### To do
1) In the article on Sheary Darcus, copy out the stretch from "Sheary Darcus: JMU’s" through "Virginia in 1988." word for word.
2) Turn the paragraph of the article on Sheary Darcus that begins "Bluestone yearbook photo, 1970." into a short list that keeps its main facts.

Sheary Darcus: JMU’s 1st Black Graduate in Context

In April 2020, The Madison Magazine, JMU’s alumni publication, featured Dr. Sheary Darcus Johnson, whom the institution recognizes as its first African American graduate. I provided some important historical context for that cover story and reproduce my sidebar here, followed by an update related to other early Black students. [read more]

Bluestone yearbook photo, 1970. Madison administrators admitted a local high school student, Sheary Ann Darcus in 1966. She was one of several local Black students who integrated Harrisonburg High (now Memorial Hall) . She received her bachelor’s degree from Madison in 1970. She completed a master’s degree in library science at Madison in 1974, and went on to obtain an Ed.D from the University of Virginia in 1988.

Dr. Johnson’s positive memories of Madison College reflect her unique experiences in the 1960s. Placed in historical context, her story reminds us that JMU’s campus was once segregated, and that thousands of Black Virginians were denied equal access to education. Many Americans mistakenly think that the Brown v. Board of Education decision in 1954 ended racially separate schools. In fact, southern states quickly implemented a policy of “massive resistance,” the term coined by the movement’s leader, Virginia Senator Harry F. Byrd. Since the U. S. Supreme Court’s ruling allowed localities to determine the process for and speed of desegregation, some communities in Virginia, dominated by pro-segregation whites, decided to close their public schools rather than comply with federal mandates, while others explored strategies for limited desegregation. Lawyers for the NAACP, Oliver Hill and Spotswood Robinson, continued to sue uncooperative school boards in an effort to achieve substantive change. During Johnson’s childhood, Harrisonburg garnered significant statewide attention. The Friendly City was one of a handful of white-dominated localities that voted against a controversial Virginia constitution amendment to redirect public school funds to private, all-white, charter schools; it also boasted Madison College, the state’s leading teacher-training institution as well as the District Court for the Western District of Virginia federal courthouse, where in 1956 and 1958 Judge John Paul issued two pivotal rulings that contradicted the Byrd machine’s directives. But despite local support for desegregation, Harrisonburg schools remained racially separate until 1964, when Dr. Johnson and ten other individuals formally desegregated the high school, now JMU’s Memorial Hall.

### Information provided
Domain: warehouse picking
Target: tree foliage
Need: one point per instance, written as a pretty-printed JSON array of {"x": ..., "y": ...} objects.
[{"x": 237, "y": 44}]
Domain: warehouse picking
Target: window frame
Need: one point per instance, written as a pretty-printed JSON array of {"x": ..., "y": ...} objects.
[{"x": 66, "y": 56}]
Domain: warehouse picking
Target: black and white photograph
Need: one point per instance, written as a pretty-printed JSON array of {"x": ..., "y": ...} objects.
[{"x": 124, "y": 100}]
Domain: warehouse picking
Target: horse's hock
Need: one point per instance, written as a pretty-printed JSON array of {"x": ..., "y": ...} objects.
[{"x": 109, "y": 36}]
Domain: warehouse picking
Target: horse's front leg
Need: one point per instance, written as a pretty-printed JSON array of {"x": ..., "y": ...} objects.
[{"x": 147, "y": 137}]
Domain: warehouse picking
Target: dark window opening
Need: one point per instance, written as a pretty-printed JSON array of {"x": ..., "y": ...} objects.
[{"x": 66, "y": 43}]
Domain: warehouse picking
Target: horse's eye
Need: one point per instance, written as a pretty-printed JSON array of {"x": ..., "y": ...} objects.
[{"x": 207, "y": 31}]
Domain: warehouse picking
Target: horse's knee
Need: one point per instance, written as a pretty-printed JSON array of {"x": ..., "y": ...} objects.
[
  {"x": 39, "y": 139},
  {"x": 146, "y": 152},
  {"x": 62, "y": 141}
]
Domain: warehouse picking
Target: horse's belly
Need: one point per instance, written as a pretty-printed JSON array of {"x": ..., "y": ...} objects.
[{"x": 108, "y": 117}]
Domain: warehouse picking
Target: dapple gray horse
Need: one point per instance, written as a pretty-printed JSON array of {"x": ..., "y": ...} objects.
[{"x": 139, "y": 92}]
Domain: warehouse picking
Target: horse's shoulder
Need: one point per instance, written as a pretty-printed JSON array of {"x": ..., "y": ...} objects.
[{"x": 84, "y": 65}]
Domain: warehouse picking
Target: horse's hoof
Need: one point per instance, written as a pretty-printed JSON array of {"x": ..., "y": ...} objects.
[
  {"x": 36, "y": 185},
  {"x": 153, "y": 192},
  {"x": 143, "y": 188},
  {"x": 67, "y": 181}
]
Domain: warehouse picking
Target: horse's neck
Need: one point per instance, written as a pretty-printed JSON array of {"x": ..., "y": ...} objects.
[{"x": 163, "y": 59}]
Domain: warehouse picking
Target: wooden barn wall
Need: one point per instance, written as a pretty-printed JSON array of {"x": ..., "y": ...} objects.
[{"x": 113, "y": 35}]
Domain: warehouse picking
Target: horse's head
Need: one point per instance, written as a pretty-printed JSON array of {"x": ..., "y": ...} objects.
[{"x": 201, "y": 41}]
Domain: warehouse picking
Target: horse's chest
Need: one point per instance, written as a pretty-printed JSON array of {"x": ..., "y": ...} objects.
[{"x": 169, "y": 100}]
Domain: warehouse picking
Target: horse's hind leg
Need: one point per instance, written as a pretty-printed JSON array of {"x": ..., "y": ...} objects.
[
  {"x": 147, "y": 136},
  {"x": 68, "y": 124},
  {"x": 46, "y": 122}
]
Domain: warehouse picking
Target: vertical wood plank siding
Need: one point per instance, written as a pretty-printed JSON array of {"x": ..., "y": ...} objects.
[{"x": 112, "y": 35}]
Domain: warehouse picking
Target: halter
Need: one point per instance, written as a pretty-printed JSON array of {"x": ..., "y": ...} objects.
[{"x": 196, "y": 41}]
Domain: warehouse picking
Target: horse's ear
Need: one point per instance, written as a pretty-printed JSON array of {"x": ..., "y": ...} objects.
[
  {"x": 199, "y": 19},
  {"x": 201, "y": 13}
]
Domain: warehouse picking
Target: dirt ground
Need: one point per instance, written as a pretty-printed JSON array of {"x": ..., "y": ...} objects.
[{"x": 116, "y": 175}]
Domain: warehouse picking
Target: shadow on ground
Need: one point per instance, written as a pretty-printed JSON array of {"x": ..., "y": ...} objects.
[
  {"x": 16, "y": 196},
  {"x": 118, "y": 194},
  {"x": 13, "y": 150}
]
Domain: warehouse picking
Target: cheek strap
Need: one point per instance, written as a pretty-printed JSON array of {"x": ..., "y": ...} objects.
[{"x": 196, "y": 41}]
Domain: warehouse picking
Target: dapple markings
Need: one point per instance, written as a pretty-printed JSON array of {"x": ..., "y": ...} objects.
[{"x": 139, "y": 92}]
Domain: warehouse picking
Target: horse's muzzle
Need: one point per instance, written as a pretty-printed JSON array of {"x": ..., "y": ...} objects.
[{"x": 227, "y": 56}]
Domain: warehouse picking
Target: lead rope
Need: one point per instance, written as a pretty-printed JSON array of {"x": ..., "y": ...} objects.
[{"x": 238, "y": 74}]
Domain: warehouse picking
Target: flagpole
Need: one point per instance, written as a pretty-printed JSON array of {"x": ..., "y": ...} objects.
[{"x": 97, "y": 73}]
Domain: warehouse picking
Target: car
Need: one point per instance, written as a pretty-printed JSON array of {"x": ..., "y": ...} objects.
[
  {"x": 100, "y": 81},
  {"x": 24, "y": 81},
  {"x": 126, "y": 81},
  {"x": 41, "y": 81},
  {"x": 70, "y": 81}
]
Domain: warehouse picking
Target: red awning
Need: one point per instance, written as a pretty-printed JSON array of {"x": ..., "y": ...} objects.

### Solutions below
1)
Sheary Darcus: JMU’s 1st Black Graduate in Context

In April 2020, The Madison Magazine, JMU’s alumni publication, featured Dr. Sheary Darcus Johnson, whom the institution recognizes as its first African American graduate. I provided some important historical context for that cover story and reproduce my sidebar here, followed by an update related to other early Black students. [read more]

Bluestone yearbook photo, 1970. Madison administrators admitted a local high school student, Sheary Ann Darcus in 1966. She was one of several local Black students who integrated Harrisonburg High (now Memorial Hall) . She received her bachelor’s degree from Madison in 1970. She completed a master’s degree in library science at Madison in 1974, and went on to obtain an Ed.D from the University of Virginia in 1988.

2)
Sheary Ann Darcus:
- Admitted to Madison in 1966 as a local high school student
- One of several local Black students who integrated Harrisonburg High (now Memorial Hall)
- Earned a bachelor's degree from Madison in 1970
- Completed a master's degree in library science at Madison in 1974
- Obtained an Ed.D. from the University of Virginia in 1988